● **EXTRACTED ENTRIES**
★ ★ ★ ★ ★
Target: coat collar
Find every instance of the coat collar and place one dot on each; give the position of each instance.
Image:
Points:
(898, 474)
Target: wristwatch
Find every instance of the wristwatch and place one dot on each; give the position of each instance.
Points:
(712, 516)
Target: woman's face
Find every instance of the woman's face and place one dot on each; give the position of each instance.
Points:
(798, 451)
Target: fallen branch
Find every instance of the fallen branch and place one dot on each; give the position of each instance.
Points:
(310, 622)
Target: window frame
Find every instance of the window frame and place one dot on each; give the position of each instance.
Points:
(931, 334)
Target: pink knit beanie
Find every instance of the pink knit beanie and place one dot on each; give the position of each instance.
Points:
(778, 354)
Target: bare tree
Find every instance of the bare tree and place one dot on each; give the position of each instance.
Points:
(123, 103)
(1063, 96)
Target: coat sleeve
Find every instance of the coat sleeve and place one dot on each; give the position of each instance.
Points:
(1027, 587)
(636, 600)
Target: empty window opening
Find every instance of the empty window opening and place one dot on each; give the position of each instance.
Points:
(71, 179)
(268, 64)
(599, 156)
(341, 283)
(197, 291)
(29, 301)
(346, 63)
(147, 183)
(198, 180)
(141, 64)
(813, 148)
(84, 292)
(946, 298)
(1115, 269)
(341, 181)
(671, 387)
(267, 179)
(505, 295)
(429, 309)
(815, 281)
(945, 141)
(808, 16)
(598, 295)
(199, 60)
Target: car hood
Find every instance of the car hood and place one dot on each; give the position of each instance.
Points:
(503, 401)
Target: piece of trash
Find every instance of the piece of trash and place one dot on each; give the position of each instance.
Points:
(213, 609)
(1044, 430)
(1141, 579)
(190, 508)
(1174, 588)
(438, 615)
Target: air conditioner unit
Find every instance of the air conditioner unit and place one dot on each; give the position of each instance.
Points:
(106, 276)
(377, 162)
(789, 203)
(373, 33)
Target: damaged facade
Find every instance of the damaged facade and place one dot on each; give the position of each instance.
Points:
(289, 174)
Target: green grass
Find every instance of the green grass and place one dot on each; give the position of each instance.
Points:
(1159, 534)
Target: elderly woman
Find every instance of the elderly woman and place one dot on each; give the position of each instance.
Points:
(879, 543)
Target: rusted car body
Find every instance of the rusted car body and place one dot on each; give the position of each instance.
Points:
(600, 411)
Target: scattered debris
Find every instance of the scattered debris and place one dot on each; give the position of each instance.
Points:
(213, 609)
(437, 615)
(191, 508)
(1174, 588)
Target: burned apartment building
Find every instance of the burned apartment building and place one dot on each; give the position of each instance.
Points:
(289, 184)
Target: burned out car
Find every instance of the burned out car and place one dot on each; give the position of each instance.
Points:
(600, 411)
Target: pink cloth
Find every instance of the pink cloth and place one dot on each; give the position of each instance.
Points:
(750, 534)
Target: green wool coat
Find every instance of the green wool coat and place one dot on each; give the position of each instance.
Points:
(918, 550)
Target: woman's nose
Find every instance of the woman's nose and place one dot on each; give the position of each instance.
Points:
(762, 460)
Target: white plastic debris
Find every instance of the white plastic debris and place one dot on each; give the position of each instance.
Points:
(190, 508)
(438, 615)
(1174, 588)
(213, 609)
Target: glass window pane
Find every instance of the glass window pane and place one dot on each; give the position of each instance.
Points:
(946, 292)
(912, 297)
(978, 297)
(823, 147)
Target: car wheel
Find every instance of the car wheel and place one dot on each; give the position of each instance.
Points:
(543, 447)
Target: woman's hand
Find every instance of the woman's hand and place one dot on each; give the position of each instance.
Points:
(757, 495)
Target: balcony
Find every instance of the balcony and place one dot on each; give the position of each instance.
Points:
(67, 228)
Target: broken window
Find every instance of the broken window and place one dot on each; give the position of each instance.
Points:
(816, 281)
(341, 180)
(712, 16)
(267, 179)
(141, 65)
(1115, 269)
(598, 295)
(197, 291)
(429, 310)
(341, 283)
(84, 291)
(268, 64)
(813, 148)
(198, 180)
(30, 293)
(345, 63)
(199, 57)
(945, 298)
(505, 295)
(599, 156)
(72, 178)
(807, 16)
★ ★ ★ ★ ★
Please, from the material above, copy only the lines from the line with "Target: glass window pane" up to and including the line with "Target: broken window", exactly as written.

● **OUTPUT OF THE EXERCISE**
Target: glass window pane
Find every instance of the glass window pane and place one dot on each; give the position of each instance.
Points:
(946, 292)
(912, 297)
(978, 297)
(823, 147)
Target: car wheel
Find every instance of the car wheel and place one dot on each; give the position of each instance.
Points:
(543, 447)
Target: woman's hand
Find every instance of the woman's hand and place one dot on each; give the position of each instance.
Points:
(757, 495)
Target: balcony
Find every instance of the balcony and place one dot on each; give the position of each instance.
Points:
(67, 228)
Target: broken window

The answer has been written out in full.